RECORDED DATA:
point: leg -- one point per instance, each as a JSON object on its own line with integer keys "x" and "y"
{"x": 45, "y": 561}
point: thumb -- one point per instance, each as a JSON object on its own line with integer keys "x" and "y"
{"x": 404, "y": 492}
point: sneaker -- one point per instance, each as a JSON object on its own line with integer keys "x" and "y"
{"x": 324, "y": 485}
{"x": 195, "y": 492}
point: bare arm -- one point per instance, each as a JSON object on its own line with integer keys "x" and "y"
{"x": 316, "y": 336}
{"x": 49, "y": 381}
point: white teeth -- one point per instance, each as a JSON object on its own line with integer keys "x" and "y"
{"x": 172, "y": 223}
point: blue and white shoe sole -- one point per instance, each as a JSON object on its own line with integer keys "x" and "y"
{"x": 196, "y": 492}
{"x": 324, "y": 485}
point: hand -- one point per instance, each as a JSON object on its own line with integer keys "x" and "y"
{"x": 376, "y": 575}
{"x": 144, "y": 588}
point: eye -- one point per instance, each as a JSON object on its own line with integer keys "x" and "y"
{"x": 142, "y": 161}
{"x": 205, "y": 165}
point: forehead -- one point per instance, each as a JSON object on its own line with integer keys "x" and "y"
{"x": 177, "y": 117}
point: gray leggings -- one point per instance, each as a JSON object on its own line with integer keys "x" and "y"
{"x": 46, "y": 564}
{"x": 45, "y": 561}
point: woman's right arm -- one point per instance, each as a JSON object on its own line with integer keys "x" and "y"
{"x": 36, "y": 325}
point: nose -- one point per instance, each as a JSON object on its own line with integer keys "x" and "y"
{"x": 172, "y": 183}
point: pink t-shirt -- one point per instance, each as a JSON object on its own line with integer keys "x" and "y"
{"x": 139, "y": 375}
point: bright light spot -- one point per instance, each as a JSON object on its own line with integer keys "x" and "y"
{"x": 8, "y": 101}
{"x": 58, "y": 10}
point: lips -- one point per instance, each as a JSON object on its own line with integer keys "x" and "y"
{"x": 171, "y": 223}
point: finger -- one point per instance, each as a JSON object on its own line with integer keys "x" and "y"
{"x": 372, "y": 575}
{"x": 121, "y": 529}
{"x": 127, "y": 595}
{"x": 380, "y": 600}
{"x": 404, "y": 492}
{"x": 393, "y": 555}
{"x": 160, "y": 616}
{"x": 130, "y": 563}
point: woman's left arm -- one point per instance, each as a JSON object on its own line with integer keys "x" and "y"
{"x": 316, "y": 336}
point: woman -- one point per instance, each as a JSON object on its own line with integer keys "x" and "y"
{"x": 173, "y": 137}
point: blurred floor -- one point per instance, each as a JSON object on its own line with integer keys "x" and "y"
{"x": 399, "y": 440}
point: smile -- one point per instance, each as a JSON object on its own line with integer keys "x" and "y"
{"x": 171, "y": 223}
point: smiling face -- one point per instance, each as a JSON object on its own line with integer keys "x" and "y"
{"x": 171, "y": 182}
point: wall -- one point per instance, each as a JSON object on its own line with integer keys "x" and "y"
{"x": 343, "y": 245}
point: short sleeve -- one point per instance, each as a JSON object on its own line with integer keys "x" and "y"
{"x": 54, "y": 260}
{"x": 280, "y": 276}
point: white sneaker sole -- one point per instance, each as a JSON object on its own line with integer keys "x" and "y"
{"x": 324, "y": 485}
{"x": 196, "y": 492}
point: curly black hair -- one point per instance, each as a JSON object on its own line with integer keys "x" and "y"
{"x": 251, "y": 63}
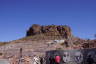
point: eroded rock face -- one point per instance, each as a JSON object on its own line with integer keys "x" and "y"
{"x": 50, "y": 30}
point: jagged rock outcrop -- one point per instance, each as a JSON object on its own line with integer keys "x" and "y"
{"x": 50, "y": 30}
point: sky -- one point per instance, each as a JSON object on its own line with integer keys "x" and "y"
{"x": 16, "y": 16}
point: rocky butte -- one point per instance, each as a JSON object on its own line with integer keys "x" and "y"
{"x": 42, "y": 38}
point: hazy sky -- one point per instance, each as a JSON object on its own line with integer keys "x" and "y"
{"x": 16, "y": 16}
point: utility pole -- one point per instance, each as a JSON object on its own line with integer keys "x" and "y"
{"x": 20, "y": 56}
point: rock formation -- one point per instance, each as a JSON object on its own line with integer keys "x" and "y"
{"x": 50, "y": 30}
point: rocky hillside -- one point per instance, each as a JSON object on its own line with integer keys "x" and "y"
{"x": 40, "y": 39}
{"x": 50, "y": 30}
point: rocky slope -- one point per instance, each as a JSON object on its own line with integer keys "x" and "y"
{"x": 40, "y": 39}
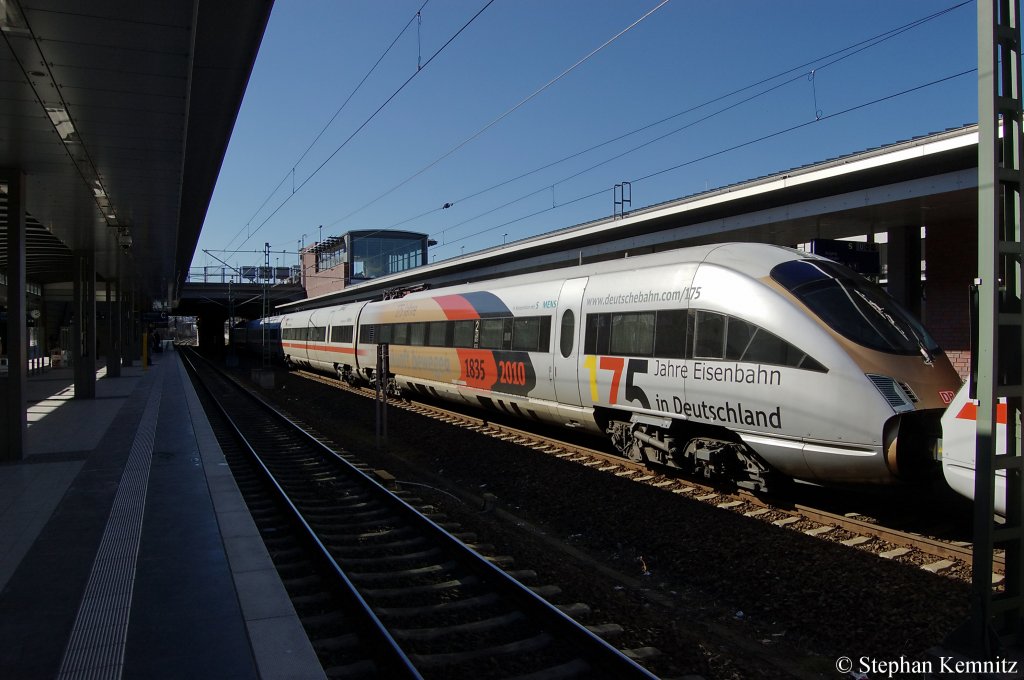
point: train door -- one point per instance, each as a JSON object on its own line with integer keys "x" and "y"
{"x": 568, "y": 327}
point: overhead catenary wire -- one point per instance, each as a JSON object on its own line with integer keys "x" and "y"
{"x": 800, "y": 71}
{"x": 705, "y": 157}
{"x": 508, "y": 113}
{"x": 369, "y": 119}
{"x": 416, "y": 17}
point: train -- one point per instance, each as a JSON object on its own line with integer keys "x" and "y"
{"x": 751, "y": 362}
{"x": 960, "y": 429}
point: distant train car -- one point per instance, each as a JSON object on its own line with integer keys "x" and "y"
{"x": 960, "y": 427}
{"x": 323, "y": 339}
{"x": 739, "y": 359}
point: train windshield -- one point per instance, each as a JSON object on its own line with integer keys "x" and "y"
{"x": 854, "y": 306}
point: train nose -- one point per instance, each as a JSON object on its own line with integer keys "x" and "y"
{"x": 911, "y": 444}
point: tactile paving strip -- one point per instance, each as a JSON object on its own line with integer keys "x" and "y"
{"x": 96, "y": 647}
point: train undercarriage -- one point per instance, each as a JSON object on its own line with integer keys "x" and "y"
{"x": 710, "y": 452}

PROMPT: Everything from the line with "point: rocky hillside" through the final line of the records above should be written out exactly, minus the pictures.

TASK RESULT:
point: rocky hillside -- one point per instance, each as a JSON object on its own line with integer keys "x" and "y"
{"x": 40, "y": 39}
{"x": 50, "y": 30}
point: rocky slope -- one point per instance, each as a JSON object on its own line with integer keys "x" and "y"
{"x": 40, "y": 39}
point: train door -- one point per instance, each as a JSON object on its own line with integer keys "x" and "y"
{"x": 568, "y": 327}
point: overhead catenary wire -- one point per instance, each as a JSON object on its own line with integer keys "x" and "y"
{"x": 800, "y": 71}
{"x": 705, "y": 157}
{"x": 508, "y": 113}
{"x": 369, "y": 119}
{"x": 416, "y": 17}
point: train -- one point per instance, each as a JSON object on its own line with integer keys "x" and "y"
{"x": 751, "y": 362}
{"x": 960, "y": 429}
point: distant train car -- one point per instance, each as a JSON object on its own line with integer keys "x" and "y"
{"x": 960, "y": 427}
{"x": 323, "y": 339}
{"x": 739, "y": 359}
point: train windshield -- one point per instance, each as a JSON object on its own line with integer keys "x" and "y"
{"x": 854, "y": 306}
point: train nose -- one point per instance, each as a JSON object on its own line with integer keys "x" and "y"
{"x": 911, "y": 444}
point: tactile paving strip -- one point per instance, each as a JSON object on its own line with integer keys "x" and "y"
{"x": 96, "y": 647}
point: train undercarriage -- one point per instance, each as a JSON object on its own line with integer keys "x" and "y"
{"x": 710, "y": 452}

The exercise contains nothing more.